> _THINGS TO DO_:
**a.** In the text on decision tree regression, echo the passage that begins at the words "## Partition the" and stops after "variable is numeric.".
**b.** Render this sentence from the text on decision tree regression in Spanish: "For Decision Trees, the command is `DecisionTreeRegressor` instead of `DecisionTreeClassifier`."

> _TEXT TO READ_:

Unnamed: 0,Limit_Bal,Age,Bill_Amt1,Marriage_other,Marriage_single,Marriage_unknown,Card_Normal,Pay_0_Delay1,Pay_0_Delay2,Pay_0_Delay3,Pay_0_Delay4,Pay_0_Delay5,Pay_0_Delay6,Pay_0_Delay7,Pay_0_Delay8+,Pay_0_ontime,Pay_0_unknown
0,20000,24,3913,False,False,False,True,False,True,False,False,False,False,False,False,False,False
1,120000,26,2682,False,True,False,True,False,False,False,False,False,False,False,False,True,False
2,90000,34,29239,False,True,False,True,False,False,False,False,False,False,False,False,False,False
3,50000,37,46990,False,False,False,True,False,False,False,False,False,False,False,False,False,False
4,50000,57,8617,False,False,False,False,False,False,False,False,False,False,False,False,True,False
...,...,...,...,...,...,...,...,...,...,...,...,...,...,...,...,...,...
29995,220000,39,188948,False,False,False,False,False,False,False,False,False,False,False,False,False,False
29996,150000,43,1683,False,True,False,False,False,False,False,False,False,False,False,False,True,False
29997,30000,37,3565,False,True,False,False,False,False,False,True,False,False,False,False,False,False
29998,80000,41,-1645,False,False,False,False,True,False,False,False,False,False,False,False,False,False


## Partition the Data

In [4]:
from sklearn.model_selection import train_test_split
featuresTrain, featuresTest, outcomeTrain, outcomeTest = train_test_split(features, 
                                                                          outcome, 
                                                                          test_size = 0.33, 
                                                                          random_state = 42)

## Decision Tree

For each of these models, instead of using a "Classifier", we'll be using a "Regressor" since the outcome variable is numeric. 

For Decision Trees, the command is `DecisionTreeRegressor` instead of `DecisionTreeClassifier`.

(Records from a data source)
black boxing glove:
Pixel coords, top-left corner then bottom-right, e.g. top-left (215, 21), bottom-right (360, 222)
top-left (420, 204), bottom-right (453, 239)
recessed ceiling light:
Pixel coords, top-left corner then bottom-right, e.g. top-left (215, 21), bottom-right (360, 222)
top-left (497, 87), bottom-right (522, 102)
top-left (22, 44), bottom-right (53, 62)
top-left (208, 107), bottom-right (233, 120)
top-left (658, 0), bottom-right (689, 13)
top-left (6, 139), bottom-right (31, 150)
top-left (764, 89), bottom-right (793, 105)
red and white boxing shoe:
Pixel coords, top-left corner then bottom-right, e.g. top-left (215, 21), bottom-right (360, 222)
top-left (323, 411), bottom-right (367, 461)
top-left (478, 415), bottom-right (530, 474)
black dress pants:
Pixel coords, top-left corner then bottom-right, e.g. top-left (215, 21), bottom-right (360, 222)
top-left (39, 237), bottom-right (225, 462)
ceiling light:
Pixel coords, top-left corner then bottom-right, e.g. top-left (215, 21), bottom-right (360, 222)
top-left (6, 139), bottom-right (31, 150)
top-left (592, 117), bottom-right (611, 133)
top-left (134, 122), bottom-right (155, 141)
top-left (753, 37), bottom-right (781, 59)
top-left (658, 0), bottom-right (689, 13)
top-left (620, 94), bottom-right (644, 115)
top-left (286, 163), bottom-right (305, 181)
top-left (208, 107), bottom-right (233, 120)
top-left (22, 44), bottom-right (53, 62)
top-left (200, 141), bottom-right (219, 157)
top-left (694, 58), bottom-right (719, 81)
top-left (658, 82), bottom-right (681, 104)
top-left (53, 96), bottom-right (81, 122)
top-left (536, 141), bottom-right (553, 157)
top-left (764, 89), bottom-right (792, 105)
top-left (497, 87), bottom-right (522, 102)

* * *

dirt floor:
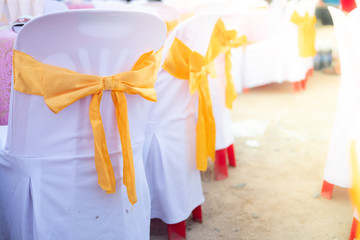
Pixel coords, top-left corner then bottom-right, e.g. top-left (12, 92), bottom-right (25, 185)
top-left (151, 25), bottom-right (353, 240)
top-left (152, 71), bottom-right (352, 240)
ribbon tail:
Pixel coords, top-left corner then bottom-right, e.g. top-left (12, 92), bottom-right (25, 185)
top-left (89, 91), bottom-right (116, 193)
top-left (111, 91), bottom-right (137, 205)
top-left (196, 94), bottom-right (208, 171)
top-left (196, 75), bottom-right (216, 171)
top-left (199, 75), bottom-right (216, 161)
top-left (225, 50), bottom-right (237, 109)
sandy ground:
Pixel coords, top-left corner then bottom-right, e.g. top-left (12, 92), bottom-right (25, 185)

...

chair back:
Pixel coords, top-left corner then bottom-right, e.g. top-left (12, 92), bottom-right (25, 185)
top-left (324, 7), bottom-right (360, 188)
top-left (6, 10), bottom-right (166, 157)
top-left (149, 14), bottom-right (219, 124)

> _TASK-BY-TASK OUTPUTS_:
**a.**
## Partition the Data

In [4]:
from sklearn.model_selection import train_test_split
featuresTrain, featuresTest, outcomeTrain, outcomeTest = train_test_split(features, 
                                                                          outcome, 
                                                                          test_size = 0.33, 
                                                                          random_state = 42)

## Decision Tree

For each of these models, instead of using a "Classifier", we'll be using a "Regressor" since the outcome variable is numeric.

**b.** Para los árboles de decisión, el comando es `DecisionTreeRegressor` en lugar de `DecisionTreeClassifier`.